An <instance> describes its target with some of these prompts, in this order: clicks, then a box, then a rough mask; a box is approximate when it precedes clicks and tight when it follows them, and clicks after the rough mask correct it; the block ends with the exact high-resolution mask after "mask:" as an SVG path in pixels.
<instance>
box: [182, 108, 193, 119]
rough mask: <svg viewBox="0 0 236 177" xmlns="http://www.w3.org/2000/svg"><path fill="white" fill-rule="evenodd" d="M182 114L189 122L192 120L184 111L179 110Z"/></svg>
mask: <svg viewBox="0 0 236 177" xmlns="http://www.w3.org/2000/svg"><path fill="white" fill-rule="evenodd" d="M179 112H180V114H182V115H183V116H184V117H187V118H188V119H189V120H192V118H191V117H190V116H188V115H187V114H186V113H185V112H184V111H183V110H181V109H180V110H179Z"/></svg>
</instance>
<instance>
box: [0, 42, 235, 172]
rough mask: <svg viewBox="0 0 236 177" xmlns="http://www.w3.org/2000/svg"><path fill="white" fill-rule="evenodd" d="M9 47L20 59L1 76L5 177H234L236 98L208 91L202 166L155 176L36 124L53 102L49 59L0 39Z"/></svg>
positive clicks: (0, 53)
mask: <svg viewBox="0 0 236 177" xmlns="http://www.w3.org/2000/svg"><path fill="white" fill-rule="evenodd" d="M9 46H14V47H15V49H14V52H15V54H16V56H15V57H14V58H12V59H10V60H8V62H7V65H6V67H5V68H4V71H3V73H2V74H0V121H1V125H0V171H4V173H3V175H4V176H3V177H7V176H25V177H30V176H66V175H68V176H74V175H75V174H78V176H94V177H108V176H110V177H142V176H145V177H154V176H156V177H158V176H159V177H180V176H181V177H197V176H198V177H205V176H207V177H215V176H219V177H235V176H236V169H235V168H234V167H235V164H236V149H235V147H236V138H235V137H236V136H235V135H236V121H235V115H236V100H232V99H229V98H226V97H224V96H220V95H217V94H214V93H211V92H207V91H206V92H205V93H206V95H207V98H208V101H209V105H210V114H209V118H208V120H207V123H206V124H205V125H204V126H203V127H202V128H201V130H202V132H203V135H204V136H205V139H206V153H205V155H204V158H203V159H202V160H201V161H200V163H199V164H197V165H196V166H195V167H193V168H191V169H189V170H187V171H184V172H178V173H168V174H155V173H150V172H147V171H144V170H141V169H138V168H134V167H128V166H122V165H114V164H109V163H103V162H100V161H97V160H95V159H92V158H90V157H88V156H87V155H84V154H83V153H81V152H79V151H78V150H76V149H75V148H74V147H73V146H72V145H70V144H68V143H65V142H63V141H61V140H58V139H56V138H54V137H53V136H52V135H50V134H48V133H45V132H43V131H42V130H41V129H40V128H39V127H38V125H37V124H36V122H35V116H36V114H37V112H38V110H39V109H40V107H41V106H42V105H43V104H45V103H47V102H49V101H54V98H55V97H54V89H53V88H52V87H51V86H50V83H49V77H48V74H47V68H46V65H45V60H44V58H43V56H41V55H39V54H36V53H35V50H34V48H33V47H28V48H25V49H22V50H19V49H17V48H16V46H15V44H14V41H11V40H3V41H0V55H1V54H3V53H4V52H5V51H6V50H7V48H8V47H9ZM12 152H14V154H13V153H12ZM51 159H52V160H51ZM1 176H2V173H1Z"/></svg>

### Task description
Across all the entries above, how many lines have the word "instance" in them? Only the number, please.

### Answer box
4